In a new python file i could just import the parameter python file.
Consider something akin to the following:
#!/bin/bash
# ^^^^ NOT /bin/sh, which doesn't have process substitution available.
python_script='
import sys
d = {} # create a context for variables
exec(open(sys.argv[1], "r").read()) in d # execute the Python code in that context
for k in sys.argv[2:]:
print "%s\0" % str(d[k]).split("\0")[0] # ...and extract your strings NUL-delimited
'
read_python_vars() {
local python_file=$1; shift
local varname
for varname; do
IFS= read -r -d '' "${varname#*:}"
done < <(python -c "$python_script" "$python_file" "${#%%:*}")
}
You might then use this as:
read_python_vars config.py week_date:dt cust_id:id
echo "Customer id is $id; date range is $dt"
...or, if you didn't want to rename the variables as they were read, simply:
read_python_vars config.py week_date cust_id
echo "Customer id is $cust_id; date range is $week_date"
Advantages:
Unlike a naive regex-based solution (which would have trouble with some of the details of Python parsing -- try teaching sed to handle both raw and regular strings, and both single and triple quotes without making it into a hairball!) or a similar approach that used newline-delimited output from the Python subprocess, this will correctly handle any object for which str() gives a representation with no NUL characters that your shell script can use.
Running content through the Python interpreter also means you can determine values programmatically -- for instance, you could have some Python code that asks your version control system for the last-change-date of relevant content.
Think about scenarios such as this one:
start_date = '01/03/16'
end_date = '01/09/16'
week_date = '%s-%s' % (start_date, end_date)
...using a Python interpreter to parse Python means you aren't restricting how people can update/modify your Python config file in the future.
Now, let's talk caveats:
If your Python code has side effects, those side effects will obviously take effect (just as they would if you chose to import the file as a module in Python). Don't use this to extract configuration from a file whose contents you don't trust.
Python strings are Pascal-style: They can contain literal NULs. Strings in shell languages are C-style: They're terminated by the first NUL character. Thus, some variables can exist in Python than cannot be represented in shell without nonliteral escaping. To prevent an object whose str() representation contains NULs from spilling forward into other assignments, this code terminates strings at their first NUL.
Now, let's talk about implementation details.
${#%%:*} is an expansion of $# which trims all content after and including the first : in each argument, thus passing only the Python variable names to the interpreter. Similarly, ${varname#*:} is an expansion which trims everything up to and including the first : from the variable name passed to read. See the bash-hackers page on parameter expansion.
Using <(python ...) is process substitution syntax: The <(...) expression evaluates to a filename which, when read, will provide output of that command. Using < <(...) redirects output from that file, and thus that command (the first < is a redirection, whereas the second is part of the <( token that starts a process substitution). Using this form to get output into a while read loop avoids the bug mentioned in BashFAQ #24 ("I set variables in a loop that's in a pipeline. Why do they disappear after the loop terminates? Or, why can't I pipe data to read?").

● **Exercise instructions**:
A) In the forum answer about reading Python config values into a bash script, why does the script start with #!/bin/bash instead of /bin/sh?
B) Pick up the forum answer about reading Python config values into a bash script after its last sentence and write the next part.
None of the material is needed for this.

● **Data under study**:
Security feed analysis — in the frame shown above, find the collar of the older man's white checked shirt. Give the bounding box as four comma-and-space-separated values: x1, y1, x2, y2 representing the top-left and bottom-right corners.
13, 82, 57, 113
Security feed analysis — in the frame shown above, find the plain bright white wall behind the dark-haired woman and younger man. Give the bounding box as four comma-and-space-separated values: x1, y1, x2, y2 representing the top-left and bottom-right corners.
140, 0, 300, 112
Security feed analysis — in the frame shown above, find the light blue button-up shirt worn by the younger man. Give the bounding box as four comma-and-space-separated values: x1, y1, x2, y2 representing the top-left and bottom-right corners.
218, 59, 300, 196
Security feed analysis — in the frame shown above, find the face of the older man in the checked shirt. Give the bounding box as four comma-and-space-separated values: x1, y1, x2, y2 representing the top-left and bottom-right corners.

● **Answers below**:
A) /bin/sh doesn't have process substitution available.

B)
The IFS= read -r -d '' construct has a series of components, each of which makes the behavior of read more true to the original content:
Clearing IFS for the duration of the command prevents whitespace from being trimmed from the end of the variable's content.
Using -r prevents literal backslashes from being consumed by read itself rather than represented in the output.
Using -d '' sets the first character of the empty string '' to be the record delimiter. Since C strings are NUL-terminated and the shell uses C strings, that character is a NUL. This ensures that variables' content can contain any non-NUL value, including literal newlines.
See BashFAQ #001 ("How can I read a file (data stream, variable) line-by-line (and/or field-by-field)?") for more on the process of reading record-oriented data from a string in bash.
Other answers give a way to do exactly what you ask for, but I think the idea is a bit crazy. There's a simpler way to satisfy both scripts - move those variables into a config file. You can even preserve the simple assignment format.
Create the config itself: (ini-style)
dt="01/03/16-01/09/16"
cust_id="12345"
In python:
config_vars = {}
with open('the/file/path', 'r') as f:
for line in f:
if '=' in line:
k,v = line.split('=', 1)
config_vars[k] = v
week_date = config_vars['dt']
cust_id = config_vars['cust_id']
In bash:
source "the/file/path"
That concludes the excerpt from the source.